= Work task =
Here the job is to transcribe the data exactly while omitting the images.

= Data records =
—————

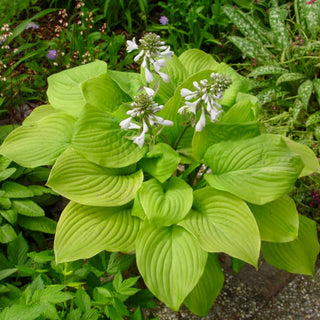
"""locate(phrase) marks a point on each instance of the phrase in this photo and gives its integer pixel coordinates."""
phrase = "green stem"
(175, 146)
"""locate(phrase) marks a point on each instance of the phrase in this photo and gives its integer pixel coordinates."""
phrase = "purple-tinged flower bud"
(52, 54)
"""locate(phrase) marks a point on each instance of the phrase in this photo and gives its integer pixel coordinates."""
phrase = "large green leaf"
(39, 113)
(82, 181)
(258, 170)
(64, 88)
(84, 231)
(160, 162)
(103, 93)
(100, 139)
(170, 261)
(298, 256)
(39, 143)
(129, 82)
(310, 161)
(27, 207)
(201, 298)
(165, 204)
(7, 233)
(224, 223)
(278, 220)
(16, 190)
(195, 60)
(222, 131)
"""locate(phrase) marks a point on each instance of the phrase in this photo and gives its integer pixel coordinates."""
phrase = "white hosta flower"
(143, 112)
(207, 95)
(152, 52)
(202, 121)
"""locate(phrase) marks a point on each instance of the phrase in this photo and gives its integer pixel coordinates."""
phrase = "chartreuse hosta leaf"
(39, 113)
(278, 220)
(242, 111)
(129, 82)
(103, 93)
(170, 261)
(310, 161)
(201, 298)
(223, 223)
(258, 170)
(297, 256)
(100, 139)
(195, 60)
(160, 162)
(41, 142)
(85, 182)
(222, 131)
(84, 231)
(64, 88)
(167, 203)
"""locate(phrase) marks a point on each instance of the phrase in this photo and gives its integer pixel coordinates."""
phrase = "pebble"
(298, 300)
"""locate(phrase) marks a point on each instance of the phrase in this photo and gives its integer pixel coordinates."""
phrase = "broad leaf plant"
(171, 165)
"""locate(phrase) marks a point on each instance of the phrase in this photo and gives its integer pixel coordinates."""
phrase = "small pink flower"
(163, 20)
(52, 54)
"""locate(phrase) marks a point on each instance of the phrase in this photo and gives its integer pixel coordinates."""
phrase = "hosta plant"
(170, 165)
(22, 197)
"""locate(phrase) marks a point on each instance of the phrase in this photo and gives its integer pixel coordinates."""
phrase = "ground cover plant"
(282, 57)
(170, 164)
(285, 64)
(30, 52)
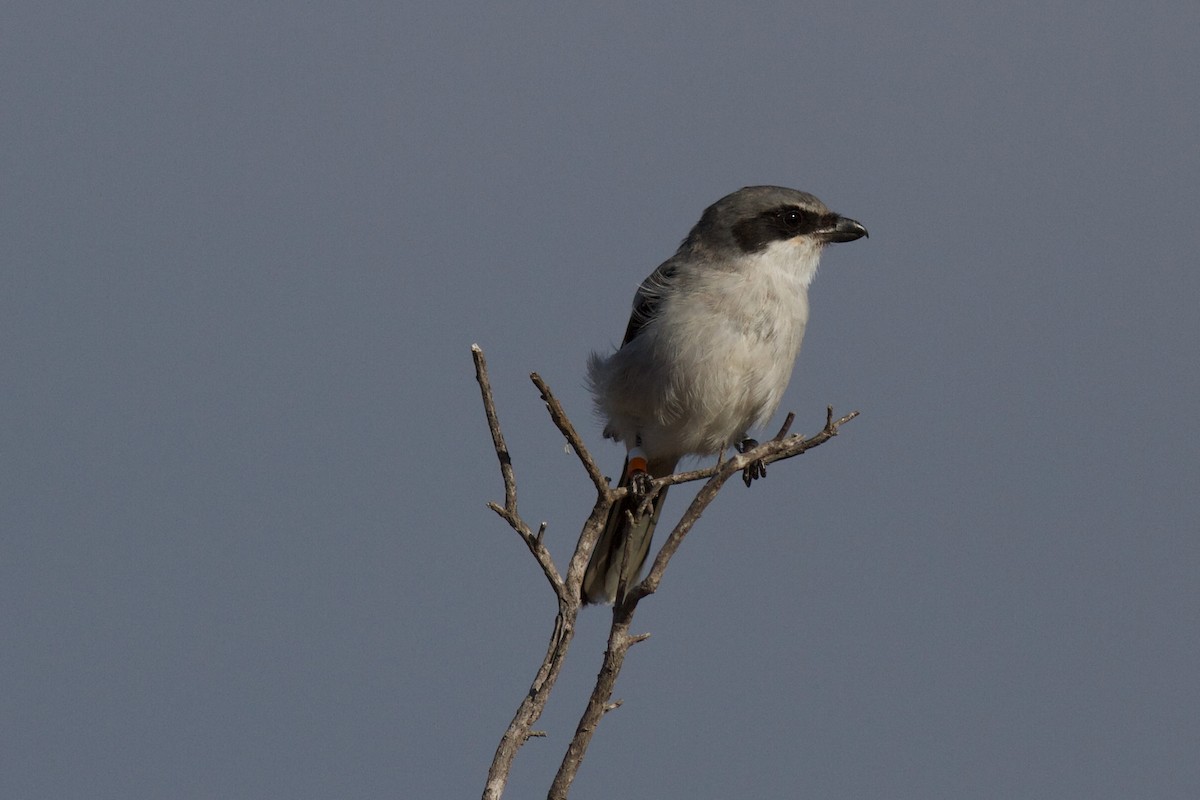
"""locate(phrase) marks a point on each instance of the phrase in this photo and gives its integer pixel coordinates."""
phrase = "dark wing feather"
(648, 300)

—————

= Response area =
"""locate(phrase) marks a point on each instance of the phrase in this photo and gives its integer pixel coordinates."""
phrase = "green stem"
(175, 146)
"""locate(phrase) marks a point on each instance of the phrase in this photo and gives its integer pixel coordinates."""
phrase = "purple-tinged flower bud"
(52, 54)
"""locate(phrase) marks a point on each instance of the phrase in this photo and gives its integer pixel coordinates."""
phrase = "large green leaf"
(39, 113)
(82, 181)
(258, 170)
(64, 88)
(84, 231)
(160, 162)
(103, 93)
(100, 139)
(170, 261)
(298, 256)
(39, 143)
(129, 82)
(310, 161)
(27, 207)
(201, 298)
(165, 204)
(7, 233)
(224, 223)
(278, 220)
(16, 190)
(195, 60)
(222, 131)
"""locate(phrase) marks a point on each instance of the phrase in this photo and gives its integer pixel coordinates."""
phrase = "white hosta flower"
(143, 112)
(207, 95)
(152, 52)
(202, 121)
"""locate(phrase) marks a point on each instance of the phrase in this photo and gives its integer pixel coordinates."""
phrase = "chartreuse hosta leaf"
(39, 113)
(278, 220)
(242, 111)
(129, 82)
(103, 93)
(170, 261)
(310, 161)
(201, 298)
(223, 223)
(258, 170)
(297, 256)
(100, 139)
(195, 60)
(160, 162)
(41, 142)
(85, 182)
(222, 131)
(84, 231)
(64, 88)
(167, 203)
"""locate(phrase) marks a point on each instance of the phrase in this photo and gives its integer pixel coordinates."""
phrase = "pebble"
(298, 300)
"""locate(phrase) marks a point on each instance of the phrase in this photo and gives its integer pixel coordinates."""
phrase = "broad leaf plant"
(171, 165)
"""locate(phrase) marks a point on each instance of the phrase in this photo and gives its integer pixel coordinates."""
phrase = "small pink flower"
(163, 20)
(52, 54)
"""locate(phrase) marks a point on each instance of the phrase in this photo and gives its integer pixel coordinates."""
phrase = "hosta plant"
(170, 165)
(22, 197)
"""locate(phrase) marks a point on each instance of the phrase in this photo and gives its integer pixel coordinates."""
phrase = "ground cover plant"
(282, 57)
(170, 164)
(285, 64)
(30, 52)
"""locate(phrase) marks a point on each instance of the phrase in this photo and gives its integer pixel coordinates."""
phrase = "dark wing feather"
(648, 300)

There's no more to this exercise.